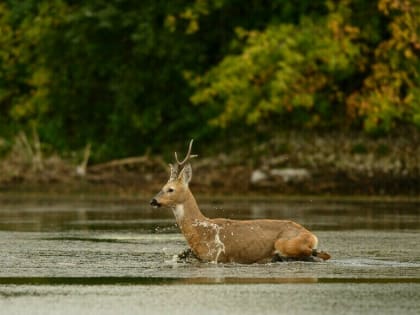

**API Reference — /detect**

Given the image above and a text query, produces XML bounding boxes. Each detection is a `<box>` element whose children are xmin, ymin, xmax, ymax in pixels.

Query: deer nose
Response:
<box><xmin>150</xmin><ymin>198</ymin><xmax>160</xmax><ymax>208</ymax></box>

***

Task objective: Print the data above line for line, without changing any wording, and omit the picture.

Task answer:
**API Reference — /detect**

Given the image above and a text query, produces XML bounding boxes. Each detection is a `<box>` element whose children are xmin, ymin, xmax, ymax in pixels.

Query: deer nose
Response:
<box><xmin>150</xmin><ymin>198</ymin><xmax>160</xmax><ymax>208</ymax></box>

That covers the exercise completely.